- GIVEN PASSAGE
Even as Pakistan plays these diplomatic games, the situation within that country is spiralling out of control. The ISI-backed jihadi groups allied to the Taliban have indulged in attacks on Shia mosques and even eliminated the leadership of the Sufi-oriented Bareilvi sect. With virtually the entire North-West Frontier Province under Taliban control, Islamic radicalism is spreading through southern Punjab into towns from where officers and soldiers of the Pakistani Army are recruited.

The Pakistani Army itself is getting radicalised, reflecting sociological trends within the Punjabi heartland. Moreover, the Punjabi military elite in Pakistan do not relish the prospect of fighting Pashtuns. It is, therefore, unrealistic for the Americans to expect the Pakistani Army to have either the will or the inclination to deal with the Pashtun Taliban.

- MATERIAL SHOWN
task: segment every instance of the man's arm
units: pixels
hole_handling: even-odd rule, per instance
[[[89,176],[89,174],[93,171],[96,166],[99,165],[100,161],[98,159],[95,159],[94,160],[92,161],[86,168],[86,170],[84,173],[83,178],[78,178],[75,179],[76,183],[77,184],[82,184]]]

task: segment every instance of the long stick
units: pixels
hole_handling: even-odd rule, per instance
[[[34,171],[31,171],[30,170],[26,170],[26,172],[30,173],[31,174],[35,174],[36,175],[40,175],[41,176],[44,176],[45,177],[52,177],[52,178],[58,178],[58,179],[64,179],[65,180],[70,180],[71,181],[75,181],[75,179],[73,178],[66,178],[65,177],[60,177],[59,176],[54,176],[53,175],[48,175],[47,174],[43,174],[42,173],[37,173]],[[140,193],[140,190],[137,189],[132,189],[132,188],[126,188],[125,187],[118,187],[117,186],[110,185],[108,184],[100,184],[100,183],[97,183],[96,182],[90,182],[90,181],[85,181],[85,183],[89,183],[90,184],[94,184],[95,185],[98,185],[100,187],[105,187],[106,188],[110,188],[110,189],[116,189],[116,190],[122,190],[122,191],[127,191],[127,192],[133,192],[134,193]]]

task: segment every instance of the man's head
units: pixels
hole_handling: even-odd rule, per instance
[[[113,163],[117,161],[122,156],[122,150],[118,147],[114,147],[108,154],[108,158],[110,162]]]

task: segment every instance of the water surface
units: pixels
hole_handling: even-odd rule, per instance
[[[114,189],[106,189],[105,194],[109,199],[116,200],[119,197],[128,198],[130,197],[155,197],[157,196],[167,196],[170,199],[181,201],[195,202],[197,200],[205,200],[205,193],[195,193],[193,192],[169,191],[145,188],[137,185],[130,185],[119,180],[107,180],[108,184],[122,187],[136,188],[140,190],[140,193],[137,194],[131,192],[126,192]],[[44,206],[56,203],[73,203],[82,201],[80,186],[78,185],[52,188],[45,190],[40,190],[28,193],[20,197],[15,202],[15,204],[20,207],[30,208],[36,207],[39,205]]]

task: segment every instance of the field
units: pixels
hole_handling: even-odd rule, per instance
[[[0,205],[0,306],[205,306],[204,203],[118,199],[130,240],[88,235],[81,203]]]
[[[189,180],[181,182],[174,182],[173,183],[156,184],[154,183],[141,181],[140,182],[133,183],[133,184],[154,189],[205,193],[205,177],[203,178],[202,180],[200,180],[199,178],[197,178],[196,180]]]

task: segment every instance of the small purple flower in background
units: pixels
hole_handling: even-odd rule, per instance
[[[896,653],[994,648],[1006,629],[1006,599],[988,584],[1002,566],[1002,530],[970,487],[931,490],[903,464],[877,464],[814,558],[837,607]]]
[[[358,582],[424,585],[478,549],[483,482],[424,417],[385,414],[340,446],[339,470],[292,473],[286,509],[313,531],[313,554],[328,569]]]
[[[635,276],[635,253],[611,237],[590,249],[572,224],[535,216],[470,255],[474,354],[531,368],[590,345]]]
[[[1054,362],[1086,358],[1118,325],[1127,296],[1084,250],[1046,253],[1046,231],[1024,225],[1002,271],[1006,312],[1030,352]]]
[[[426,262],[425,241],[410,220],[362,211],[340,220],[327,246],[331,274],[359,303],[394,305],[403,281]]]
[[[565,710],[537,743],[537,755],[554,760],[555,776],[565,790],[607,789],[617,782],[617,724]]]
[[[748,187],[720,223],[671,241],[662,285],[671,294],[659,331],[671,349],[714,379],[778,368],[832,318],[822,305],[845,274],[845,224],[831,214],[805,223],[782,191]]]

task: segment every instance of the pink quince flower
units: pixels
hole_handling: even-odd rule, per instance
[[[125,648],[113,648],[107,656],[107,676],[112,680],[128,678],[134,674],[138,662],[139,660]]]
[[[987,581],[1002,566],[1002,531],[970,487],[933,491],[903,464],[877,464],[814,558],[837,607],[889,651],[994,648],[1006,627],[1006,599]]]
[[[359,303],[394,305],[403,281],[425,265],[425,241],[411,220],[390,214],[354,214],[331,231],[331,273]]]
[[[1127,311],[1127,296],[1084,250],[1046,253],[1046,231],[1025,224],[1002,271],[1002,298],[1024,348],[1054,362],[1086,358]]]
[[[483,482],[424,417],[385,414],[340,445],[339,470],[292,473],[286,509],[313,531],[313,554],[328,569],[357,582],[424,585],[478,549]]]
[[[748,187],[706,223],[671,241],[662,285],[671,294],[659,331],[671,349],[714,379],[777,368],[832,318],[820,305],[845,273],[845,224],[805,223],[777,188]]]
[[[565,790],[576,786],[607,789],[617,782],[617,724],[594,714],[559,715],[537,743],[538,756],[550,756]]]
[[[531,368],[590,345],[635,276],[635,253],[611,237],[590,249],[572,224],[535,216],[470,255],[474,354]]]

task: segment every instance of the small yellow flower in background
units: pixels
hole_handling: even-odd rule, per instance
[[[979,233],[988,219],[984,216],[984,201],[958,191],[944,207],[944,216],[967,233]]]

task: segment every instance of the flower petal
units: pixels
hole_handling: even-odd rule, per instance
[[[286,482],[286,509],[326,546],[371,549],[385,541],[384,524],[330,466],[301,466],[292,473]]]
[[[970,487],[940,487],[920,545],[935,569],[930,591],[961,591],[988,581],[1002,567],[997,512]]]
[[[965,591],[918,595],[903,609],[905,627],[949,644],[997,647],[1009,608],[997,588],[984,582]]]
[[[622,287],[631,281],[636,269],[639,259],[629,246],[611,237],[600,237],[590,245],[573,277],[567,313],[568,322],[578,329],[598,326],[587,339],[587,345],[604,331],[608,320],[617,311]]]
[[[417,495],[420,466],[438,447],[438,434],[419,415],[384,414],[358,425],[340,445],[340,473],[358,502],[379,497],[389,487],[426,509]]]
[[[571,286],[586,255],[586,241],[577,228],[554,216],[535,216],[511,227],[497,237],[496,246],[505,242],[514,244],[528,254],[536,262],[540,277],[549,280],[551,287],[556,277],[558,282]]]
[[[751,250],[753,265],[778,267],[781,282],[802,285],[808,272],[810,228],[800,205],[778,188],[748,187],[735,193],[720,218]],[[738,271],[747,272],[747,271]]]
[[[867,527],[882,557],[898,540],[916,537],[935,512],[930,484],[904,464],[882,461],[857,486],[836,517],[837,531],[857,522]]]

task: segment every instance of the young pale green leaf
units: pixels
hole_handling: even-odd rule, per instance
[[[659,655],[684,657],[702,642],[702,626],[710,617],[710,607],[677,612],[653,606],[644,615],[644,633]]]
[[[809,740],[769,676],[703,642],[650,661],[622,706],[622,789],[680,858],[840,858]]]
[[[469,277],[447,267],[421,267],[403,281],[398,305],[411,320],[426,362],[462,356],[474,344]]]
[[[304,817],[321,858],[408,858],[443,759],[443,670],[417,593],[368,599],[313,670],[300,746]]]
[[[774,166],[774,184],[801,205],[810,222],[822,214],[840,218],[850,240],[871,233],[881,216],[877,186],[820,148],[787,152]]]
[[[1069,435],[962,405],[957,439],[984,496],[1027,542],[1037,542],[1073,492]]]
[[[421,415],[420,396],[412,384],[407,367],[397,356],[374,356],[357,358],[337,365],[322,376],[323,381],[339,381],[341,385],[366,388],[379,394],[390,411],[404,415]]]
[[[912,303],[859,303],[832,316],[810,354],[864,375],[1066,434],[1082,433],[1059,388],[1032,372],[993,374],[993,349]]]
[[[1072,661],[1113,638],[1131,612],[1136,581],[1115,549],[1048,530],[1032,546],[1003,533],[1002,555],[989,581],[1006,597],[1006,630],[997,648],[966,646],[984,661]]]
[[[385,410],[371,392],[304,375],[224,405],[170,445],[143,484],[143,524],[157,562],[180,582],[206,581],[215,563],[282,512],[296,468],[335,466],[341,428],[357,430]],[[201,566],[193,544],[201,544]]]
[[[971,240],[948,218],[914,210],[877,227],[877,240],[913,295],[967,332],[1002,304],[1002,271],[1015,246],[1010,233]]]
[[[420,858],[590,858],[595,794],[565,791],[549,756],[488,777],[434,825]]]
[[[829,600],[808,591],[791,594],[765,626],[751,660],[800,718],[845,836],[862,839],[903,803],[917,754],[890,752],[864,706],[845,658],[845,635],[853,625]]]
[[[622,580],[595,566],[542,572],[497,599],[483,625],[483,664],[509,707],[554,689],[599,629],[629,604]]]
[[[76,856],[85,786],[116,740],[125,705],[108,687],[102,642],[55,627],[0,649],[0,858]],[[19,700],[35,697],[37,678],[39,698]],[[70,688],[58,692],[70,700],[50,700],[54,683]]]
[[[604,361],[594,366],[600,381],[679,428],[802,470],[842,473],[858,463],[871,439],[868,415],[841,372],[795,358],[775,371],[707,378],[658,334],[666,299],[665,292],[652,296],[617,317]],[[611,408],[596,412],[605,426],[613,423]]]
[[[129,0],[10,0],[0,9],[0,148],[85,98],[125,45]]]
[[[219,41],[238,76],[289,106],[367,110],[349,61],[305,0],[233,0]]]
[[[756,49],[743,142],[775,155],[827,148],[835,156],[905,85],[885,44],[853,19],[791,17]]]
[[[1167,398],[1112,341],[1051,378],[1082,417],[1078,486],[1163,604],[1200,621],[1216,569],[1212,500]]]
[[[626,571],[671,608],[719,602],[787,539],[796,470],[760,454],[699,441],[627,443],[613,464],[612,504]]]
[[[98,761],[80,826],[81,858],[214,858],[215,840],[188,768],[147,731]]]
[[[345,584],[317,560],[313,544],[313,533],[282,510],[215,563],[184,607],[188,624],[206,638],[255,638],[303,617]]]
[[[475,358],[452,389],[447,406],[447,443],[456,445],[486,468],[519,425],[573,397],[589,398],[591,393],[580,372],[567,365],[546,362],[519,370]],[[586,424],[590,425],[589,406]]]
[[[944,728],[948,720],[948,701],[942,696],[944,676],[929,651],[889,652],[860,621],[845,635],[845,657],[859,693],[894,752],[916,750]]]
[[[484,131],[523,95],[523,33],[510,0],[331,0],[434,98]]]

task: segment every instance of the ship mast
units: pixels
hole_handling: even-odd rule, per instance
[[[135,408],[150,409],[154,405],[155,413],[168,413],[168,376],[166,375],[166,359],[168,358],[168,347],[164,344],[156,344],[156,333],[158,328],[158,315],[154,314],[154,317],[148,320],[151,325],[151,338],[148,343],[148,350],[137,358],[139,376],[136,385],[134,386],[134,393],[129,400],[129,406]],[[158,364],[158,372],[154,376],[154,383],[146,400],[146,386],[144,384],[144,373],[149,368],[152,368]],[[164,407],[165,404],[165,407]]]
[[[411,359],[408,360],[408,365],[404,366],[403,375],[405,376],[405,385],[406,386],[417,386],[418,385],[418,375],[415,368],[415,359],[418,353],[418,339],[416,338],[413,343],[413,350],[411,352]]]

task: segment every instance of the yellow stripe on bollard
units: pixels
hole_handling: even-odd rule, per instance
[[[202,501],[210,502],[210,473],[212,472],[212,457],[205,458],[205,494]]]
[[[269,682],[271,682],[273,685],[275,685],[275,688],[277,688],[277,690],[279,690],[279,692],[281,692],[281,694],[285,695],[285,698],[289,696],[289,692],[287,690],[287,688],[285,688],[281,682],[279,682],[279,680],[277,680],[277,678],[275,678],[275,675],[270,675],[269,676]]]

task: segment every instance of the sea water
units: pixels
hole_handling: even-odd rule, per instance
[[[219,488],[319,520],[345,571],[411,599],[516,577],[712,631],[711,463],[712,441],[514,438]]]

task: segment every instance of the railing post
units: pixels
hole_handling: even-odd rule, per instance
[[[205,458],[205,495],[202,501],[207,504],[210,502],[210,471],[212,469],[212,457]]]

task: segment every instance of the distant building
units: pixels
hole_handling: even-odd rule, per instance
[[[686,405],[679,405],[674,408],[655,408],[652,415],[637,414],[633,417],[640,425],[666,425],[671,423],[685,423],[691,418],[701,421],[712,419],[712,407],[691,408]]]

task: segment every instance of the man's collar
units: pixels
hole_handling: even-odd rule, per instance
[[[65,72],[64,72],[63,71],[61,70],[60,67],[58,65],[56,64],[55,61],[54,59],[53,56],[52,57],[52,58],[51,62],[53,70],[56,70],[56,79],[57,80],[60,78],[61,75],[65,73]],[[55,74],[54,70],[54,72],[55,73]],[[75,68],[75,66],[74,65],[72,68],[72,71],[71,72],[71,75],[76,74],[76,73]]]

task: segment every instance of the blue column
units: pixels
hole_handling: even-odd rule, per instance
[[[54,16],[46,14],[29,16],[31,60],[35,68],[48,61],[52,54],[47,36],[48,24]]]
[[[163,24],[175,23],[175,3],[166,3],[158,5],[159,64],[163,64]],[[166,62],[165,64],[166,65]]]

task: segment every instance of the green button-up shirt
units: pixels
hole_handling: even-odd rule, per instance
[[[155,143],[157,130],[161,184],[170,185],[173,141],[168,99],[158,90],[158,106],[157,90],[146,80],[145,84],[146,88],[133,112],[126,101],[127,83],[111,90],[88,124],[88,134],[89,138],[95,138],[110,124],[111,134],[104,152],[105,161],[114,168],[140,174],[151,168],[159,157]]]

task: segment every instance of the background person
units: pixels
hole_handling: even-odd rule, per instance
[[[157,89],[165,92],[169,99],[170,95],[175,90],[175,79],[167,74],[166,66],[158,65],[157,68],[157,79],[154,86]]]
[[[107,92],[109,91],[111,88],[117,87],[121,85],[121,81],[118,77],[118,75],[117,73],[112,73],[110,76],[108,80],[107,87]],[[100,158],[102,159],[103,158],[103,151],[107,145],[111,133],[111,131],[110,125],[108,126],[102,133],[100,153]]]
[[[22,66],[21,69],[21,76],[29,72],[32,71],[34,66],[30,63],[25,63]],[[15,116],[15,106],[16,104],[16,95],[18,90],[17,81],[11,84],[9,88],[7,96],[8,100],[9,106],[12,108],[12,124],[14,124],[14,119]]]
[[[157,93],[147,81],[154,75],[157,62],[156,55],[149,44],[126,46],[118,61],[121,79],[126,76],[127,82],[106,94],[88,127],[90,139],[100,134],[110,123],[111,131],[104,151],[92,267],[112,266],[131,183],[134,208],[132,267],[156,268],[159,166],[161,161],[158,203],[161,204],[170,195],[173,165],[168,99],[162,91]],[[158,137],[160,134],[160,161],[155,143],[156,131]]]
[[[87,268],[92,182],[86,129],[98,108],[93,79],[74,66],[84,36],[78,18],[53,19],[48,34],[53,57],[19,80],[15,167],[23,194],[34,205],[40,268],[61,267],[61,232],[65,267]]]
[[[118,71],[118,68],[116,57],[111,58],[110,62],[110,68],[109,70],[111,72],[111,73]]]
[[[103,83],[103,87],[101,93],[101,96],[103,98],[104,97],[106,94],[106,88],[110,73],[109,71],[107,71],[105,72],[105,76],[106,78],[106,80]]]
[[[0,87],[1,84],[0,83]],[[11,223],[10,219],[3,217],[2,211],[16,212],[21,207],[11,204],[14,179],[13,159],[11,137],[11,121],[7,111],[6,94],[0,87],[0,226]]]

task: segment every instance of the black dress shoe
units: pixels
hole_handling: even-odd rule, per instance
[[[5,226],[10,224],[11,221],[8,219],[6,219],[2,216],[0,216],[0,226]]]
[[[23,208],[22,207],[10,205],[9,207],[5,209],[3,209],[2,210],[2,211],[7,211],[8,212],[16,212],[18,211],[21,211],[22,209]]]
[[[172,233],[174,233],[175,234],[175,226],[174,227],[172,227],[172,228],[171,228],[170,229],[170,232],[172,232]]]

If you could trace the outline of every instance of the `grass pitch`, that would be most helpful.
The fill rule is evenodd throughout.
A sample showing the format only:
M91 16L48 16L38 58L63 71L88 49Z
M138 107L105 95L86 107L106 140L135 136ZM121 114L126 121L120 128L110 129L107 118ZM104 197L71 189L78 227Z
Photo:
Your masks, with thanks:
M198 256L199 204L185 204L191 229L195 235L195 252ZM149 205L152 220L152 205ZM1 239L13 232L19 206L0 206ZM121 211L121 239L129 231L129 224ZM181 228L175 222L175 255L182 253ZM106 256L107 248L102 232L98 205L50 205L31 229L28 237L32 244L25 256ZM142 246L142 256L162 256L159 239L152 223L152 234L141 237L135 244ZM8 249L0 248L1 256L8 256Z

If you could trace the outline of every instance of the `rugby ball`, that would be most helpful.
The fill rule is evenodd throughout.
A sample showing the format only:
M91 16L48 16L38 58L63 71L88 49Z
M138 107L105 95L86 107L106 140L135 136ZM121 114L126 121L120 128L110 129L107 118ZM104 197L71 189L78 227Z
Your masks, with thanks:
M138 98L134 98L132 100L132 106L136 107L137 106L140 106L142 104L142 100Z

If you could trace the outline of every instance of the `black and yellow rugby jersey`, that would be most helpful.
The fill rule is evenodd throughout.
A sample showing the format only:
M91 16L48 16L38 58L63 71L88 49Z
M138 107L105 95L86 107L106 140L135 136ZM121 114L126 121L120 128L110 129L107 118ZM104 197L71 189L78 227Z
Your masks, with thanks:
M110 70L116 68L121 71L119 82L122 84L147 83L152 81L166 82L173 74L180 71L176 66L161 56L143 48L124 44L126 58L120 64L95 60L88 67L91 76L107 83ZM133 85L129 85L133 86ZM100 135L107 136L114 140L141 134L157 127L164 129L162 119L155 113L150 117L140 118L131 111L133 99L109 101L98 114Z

- AIM A
List every geographic place or region that the passage on Pakistan's internal situation mentions by name.
- AIM B
Pick up the passage on Pakistan's growing radicalism and carry it forward from its final sentence.

- WRITTEN RESPONSE A
- Pakistan
- North-West Frontier Province
- southern Punjab
- the Punjabi heartland

- WRITTEN RESPONSE B
The Americans now appear to better understand the fragilities and failings of the Pakistani state. With American supply convoys being regularly attacked within Pakistan, the US and its NATO allies are finalising agreements with Russia, Uzbekistan, Ukraine, Kazakhstan, Tajikistan, Kyrgyzstan and even Iran to provide alternate supply routes to Afghanistan, thus eroding the strategic salience of Pakistan.

However, with the Pakistani Army bent on retaining its jihadi infrastructure, would the US have any choice but to permit the Afghan Army, which is being built up, to play a more pro-active role in guarding Afghanistan's border against Taliban incursions from Pakistani soil? In this volatile scenario, India will have to devise new and more effective strategies to guarantee national security.